[WORK TO COMPLETE] Give the lines below again exactly, starting with the line that holds "Target: mountain ridge" and going on through the line that holds "Report the position of every instance of the stone".

-=-=-

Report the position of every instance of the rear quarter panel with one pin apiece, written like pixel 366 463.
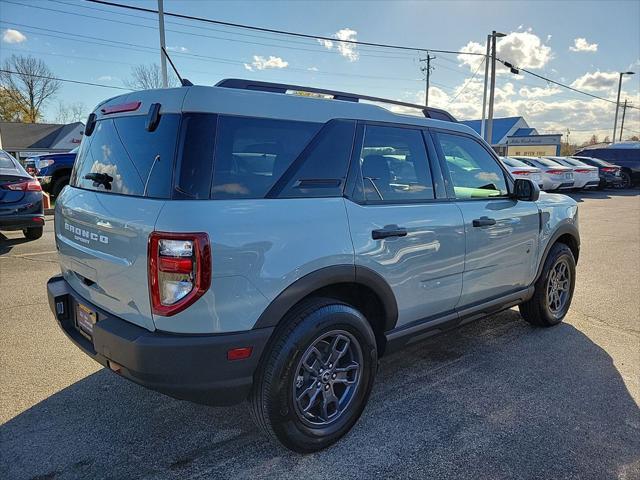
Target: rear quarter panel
pixel 556 211
pixel 259 247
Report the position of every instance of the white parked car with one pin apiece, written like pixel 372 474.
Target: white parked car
pixel 554 175
pixel 519 169
pixel 584 176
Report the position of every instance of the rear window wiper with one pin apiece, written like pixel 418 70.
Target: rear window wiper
pixel 100 179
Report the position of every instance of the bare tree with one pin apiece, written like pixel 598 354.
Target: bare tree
pixel 74 112
pixel 30 86
pixel 146 77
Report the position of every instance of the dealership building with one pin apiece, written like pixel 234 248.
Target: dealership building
pixel 513 136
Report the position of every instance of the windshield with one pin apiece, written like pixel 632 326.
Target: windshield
pixel 546 162
pixel 512 162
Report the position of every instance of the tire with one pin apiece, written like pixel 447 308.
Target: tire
pixel 316 323
pixel 58 185
pixel 626 180
pixel 539 310
pixel 33 233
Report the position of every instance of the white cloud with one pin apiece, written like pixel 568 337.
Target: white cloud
pixel 581 45
pixel 262 63
pixel 13 36
pixel 178 49
pixel 523 49
pixel 596 81
pixel 539 92
pixel 346 49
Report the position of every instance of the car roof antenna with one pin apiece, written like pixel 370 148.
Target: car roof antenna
pixel 183 81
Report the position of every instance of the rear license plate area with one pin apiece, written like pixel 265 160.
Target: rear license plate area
pixel 85 320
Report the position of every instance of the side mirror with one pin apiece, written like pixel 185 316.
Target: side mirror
pixel 525 190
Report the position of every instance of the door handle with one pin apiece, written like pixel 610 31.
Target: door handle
pixel 389 231
pixel 484 222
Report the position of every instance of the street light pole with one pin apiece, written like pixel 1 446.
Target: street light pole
pixel 484 94
pixel 494 35
pixel 163 60
pixel 624 111
pixel 427 71
pixel 615 121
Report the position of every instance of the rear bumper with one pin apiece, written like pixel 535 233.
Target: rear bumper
pixel 188 367
pixel 611 181
pixel 19 222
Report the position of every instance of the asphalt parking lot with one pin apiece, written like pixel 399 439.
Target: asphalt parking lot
pixel 494 399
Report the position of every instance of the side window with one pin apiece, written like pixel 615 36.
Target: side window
pixel 474 172
pixel 322 169
pixel 394 165
pixel 252 153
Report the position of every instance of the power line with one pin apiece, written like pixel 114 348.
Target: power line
pixel 145 49
pixel 262 44
pixel 13 72
pixel 280 32
pixel 549 80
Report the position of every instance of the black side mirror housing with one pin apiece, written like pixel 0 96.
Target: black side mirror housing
pixel 525 190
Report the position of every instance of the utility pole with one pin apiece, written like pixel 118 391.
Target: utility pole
pixel 427 71
pixel 624 110
pixel 163 60
pixel 615 121
pixel 484 94
pixel 494 35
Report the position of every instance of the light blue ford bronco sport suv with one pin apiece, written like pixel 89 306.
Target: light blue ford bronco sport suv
pixel 240 242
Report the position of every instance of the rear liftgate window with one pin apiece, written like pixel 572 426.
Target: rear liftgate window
pixel 122 157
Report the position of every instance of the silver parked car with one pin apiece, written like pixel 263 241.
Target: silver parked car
pixel 519 169
pixel 230 243
pixel 584 176
pixel 554 176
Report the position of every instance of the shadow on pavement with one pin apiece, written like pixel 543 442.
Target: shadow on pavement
pixel 495 399
pixel 6 244
pixel 604 194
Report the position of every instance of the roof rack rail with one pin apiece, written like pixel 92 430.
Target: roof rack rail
pixel 241 84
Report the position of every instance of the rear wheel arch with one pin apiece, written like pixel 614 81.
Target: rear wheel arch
pixel 360 287
pixel 567 234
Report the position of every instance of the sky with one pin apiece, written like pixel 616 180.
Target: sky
pixel 584 44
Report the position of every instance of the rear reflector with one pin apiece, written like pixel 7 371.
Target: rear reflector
pixel 239 353
pixel 175 265
pixel 123 107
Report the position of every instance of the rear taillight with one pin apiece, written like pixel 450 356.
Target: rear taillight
pixel 179 270
pixel 26 186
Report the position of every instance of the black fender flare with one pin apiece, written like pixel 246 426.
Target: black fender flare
pixel 325 277
pixel 564 229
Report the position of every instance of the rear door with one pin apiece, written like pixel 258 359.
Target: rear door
pixel 501 233
pixel 401 225
pixel 119 184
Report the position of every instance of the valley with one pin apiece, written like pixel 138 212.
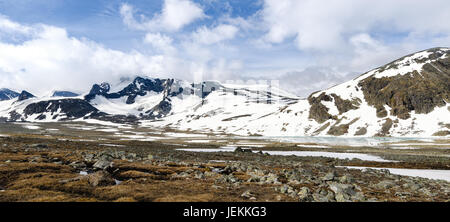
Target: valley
pixel 80 161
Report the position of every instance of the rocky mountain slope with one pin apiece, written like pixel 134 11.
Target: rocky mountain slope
pixel 407 97
pixel 7 94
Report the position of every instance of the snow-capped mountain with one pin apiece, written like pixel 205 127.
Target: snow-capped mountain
pixel 407 97
pixel 7 94
pixel 64 94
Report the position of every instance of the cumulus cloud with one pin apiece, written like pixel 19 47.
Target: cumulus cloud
pixel 317 25
pixel 51 59
pixel 160 42
pixel 174 16
pixel 217 34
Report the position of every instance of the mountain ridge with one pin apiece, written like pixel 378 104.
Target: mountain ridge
pixel 407 97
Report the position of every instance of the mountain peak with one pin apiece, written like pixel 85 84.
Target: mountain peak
pixel 7 94
pixel 24 95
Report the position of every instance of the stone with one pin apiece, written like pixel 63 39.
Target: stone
pixel 247 194
pixel 343 192
pixel 346 179
pixel 304 194
pixel 103 164
pixel 100 178
pixel 385 184
pixel 329 176
pixel 242 150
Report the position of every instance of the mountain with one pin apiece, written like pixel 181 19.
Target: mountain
pixel 407 97
pixel 24 95
pixel 7 94
pixel 64 94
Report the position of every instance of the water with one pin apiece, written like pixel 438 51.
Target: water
pixel 343 141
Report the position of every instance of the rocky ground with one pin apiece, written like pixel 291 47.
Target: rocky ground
pixel 39 168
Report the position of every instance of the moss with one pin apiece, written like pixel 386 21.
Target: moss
pixel 385 128
pixel 322 128
pixel 318 111
pixel 344 105
pixel 442 133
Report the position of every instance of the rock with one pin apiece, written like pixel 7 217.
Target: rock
pixel 227 179
pixel 103 164
pixel 278 198
pixel 216 187
pixel 101 178
pixel 329 176
pixel 89 157
pixel 343 192
pixel 385 184
pixel 411 185
pixel 242 150
pixel 77 165
pixel 39 146
pixel 247 194
pixel 346 179
pixel 199 175
pixel 284 189
pixel 304 194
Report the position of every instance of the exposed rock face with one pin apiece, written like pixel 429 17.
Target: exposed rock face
pixel 139 87
pixel 6 94
pixel 72 108
pixel 344 105
pixel 64 94
pixel 415 84
pixel 25 95
pixel 421 92
pixel 318 111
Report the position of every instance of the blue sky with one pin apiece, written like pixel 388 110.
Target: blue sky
pixel 305 44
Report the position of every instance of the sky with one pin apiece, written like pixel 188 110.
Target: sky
pixel 306 45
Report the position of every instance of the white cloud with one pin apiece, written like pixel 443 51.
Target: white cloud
pixel 51 59
pixel 160 42
pixel 12 27
pixel 327 25
pixel 217 34
pixel 174 16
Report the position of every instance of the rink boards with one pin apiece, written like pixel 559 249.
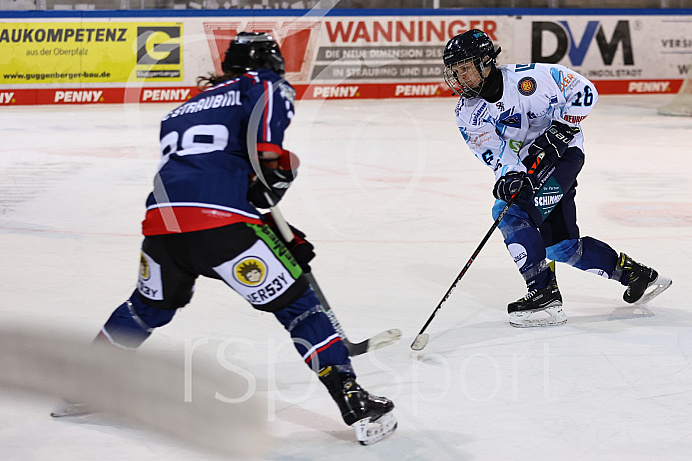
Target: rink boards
pixel 93 57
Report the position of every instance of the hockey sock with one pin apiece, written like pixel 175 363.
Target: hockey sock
pixel 313 334
pixel 587 254
pixel 132 323
pixel 525 245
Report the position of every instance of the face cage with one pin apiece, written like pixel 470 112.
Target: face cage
pixel 457 83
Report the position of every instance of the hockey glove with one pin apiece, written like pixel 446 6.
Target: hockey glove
pixel 302 250
pixel 278 176
pixel 511 184
pixel 553 141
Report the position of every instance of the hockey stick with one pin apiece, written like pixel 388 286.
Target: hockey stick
pixel 376 342
pixel 422 339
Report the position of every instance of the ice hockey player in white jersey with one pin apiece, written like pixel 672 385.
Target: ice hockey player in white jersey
pixel 523 122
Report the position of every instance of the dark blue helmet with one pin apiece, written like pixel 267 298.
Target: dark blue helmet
pixel 252 51
pixel 476 47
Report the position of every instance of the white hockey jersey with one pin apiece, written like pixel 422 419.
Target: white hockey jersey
pixel 534 95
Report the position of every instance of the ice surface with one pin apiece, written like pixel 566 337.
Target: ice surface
pixel 395 204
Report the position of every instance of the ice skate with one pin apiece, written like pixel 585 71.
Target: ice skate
pixel 644 283
pixel 370 416
pixel 548 300
pixel 64 408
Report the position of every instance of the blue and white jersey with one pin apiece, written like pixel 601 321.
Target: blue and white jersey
pixel 205 168
pixel 534 95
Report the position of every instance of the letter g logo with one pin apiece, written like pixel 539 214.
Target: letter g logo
pixel 158 45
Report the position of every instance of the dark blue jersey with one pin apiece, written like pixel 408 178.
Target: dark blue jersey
pixel 205 171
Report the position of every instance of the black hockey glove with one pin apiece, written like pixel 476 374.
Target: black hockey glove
pixel 511 184
pixel 302 250
pixel 553 141
pixel 278 176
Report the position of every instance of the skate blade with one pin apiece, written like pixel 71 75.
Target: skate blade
pixel 420 342
pixel 64 409
pixel 657 287
pixel 369 430
pixel 521 319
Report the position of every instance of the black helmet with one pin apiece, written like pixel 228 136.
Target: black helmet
pixel 252 51
pixel 475 46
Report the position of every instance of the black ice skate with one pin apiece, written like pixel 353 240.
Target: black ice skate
pixel 370 416
pixel 640 279
pixel 548 300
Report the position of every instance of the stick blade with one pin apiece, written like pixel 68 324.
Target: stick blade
pixel 384 339
pixel 420 342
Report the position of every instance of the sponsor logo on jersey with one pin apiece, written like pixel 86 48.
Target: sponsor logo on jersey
pixel 518 253
pixel 250 271
pixel 149 283
pixel 515 146
pixel 478 115
pixel 564 80
pixel 144 271
pixel 488 156
pixel 269 291
pixel 527 86
pixel 547 200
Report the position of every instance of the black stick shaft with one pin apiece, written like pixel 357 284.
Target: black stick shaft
pixel 468 264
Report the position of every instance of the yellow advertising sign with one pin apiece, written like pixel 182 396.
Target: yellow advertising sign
pixel 94 52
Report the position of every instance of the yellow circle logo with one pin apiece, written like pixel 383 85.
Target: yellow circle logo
pixel 250 271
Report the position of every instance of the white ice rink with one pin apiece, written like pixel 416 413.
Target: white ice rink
pixel 395 204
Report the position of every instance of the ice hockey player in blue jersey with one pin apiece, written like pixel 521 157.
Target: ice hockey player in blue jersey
pixel 523 121
pixel 202 220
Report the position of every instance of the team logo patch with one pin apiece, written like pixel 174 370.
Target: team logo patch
pixel 527 86
pixel 250 271
pixel 144 271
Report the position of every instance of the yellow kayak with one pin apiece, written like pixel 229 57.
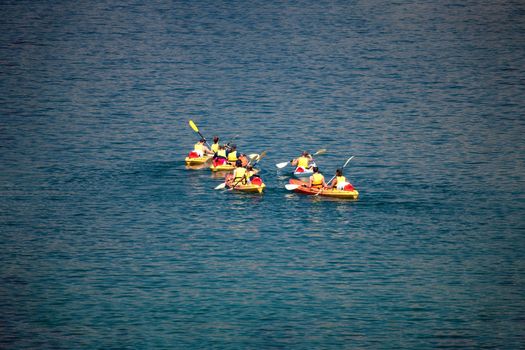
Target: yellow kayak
pixel 302 187
pixel 222 167
pixel 197 160
pixel 250 188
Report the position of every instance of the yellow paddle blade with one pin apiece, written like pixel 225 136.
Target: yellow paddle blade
pixel 193 126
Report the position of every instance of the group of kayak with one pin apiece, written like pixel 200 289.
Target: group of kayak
pixel 310 180
pixel 241 174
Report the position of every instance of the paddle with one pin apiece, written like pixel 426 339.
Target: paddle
pixel 255 156
pixel 291 187
pixel 196 129
pixel 283 164
pixel 333 177
pixel 259 157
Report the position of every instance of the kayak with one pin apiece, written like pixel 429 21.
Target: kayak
pixel 197 161
pixel 302 172
pixel 222 167
pixel 193 158
pixel 328 192
pixel 250 188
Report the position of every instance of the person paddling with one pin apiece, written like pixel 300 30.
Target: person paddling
pixel 303 161
pixel 238 177
pixel 232 154
pixel 215 145
pixel 317 179
pixel 201 149
pixel 220 157
pixel 340 182
pixel 252 177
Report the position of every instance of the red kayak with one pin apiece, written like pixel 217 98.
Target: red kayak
pixel 302 187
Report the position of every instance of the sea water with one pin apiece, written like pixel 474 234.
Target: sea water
pixel 108 241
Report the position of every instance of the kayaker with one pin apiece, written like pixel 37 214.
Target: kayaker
pixel 215 145
pixel 303 161
pixel 317 179
pixel 220 157
pixel 232 154
pixel 244 159
pixel 201 149
pixel 252 177
pixel 340 182
pixel 238 177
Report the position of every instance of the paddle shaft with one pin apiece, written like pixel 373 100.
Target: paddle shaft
pixel 196 129
pixel 346 163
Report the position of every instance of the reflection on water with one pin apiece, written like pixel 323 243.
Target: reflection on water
pixel 108 241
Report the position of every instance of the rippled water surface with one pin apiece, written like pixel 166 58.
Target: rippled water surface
pixel 108 241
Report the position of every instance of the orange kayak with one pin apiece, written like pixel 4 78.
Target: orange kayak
pixel 250 188
pixel 302 187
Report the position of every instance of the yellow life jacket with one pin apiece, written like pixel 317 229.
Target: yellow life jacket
pixel 317 179
pixel 232 156
pixel 239 175
pixel 303 162
pixel 199 147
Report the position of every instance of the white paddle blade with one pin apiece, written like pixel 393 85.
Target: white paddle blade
pixel 221 186
pixel 349 159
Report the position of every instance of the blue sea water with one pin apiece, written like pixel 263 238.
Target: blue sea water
pixel 108 241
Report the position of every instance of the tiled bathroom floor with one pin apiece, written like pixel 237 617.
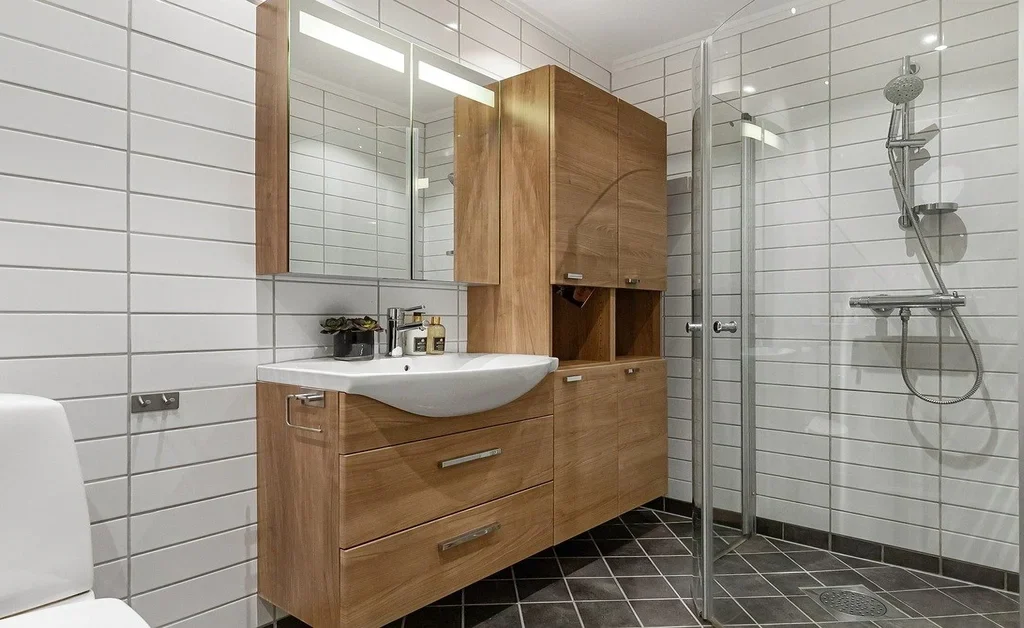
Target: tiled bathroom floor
pixel 636 571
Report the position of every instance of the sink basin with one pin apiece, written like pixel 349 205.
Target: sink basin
pixel 448 385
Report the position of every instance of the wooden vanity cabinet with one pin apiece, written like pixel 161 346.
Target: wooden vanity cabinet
pixel 642 200
pixel 584 173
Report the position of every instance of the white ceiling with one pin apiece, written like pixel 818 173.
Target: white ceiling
pixel 611 30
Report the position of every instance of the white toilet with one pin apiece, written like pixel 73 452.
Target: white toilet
pixel 45 541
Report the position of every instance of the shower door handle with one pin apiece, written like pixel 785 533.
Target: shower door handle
pixel 720 327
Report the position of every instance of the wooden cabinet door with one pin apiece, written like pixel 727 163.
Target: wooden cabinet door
pixel 643 200
pixel 643 433
pixel 586 470
pixel 584 169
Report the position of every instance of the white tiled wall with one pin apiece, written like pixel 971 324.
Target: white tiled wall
pixel 841 444
pixel 127 265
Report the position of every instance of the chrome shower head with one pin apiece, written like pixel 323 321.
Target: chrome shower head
pixel 903 88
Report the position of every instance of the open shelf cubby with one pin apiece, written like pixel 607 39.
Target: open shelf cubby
pixel 583 335
pixel 638 324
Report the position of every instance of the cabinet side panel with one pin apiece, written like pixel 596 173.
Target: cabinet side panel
pixel 271 137
pixel 477 221
pixel 643 200
pixel 297 505
pixel 514 317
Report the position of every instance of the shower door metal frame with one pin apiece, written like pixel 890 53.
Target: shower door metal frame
pixel 701 328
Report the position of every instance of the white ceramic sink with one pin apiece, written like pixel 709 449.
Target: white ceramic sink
pixel 448 385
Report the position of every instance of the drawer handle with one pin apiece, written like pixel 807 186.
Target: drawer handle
pixel 311 400
pixel 472 535
pixel 491 453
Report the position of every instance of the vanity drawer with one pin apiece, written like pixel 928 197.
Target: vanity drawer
pixel 386 579
pixel 390 489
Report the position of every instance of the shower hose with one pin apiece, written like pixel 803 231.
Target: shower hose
pixel 904 312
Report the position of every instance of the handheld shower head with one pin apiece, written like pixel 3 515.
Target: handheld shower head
pixel 903 88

-=-=-

[WRITTEN SOLUTION]
Target: mountain ridge
pixel 407 97
Report the position of every instance of the mountain peak with one pin apiece, written like pixel 85 84.
Target: mountain peak
pixel 7 94
pixel 24 95
Report the position of every instance of the stone with one pin apiece, written like pixel 63 39.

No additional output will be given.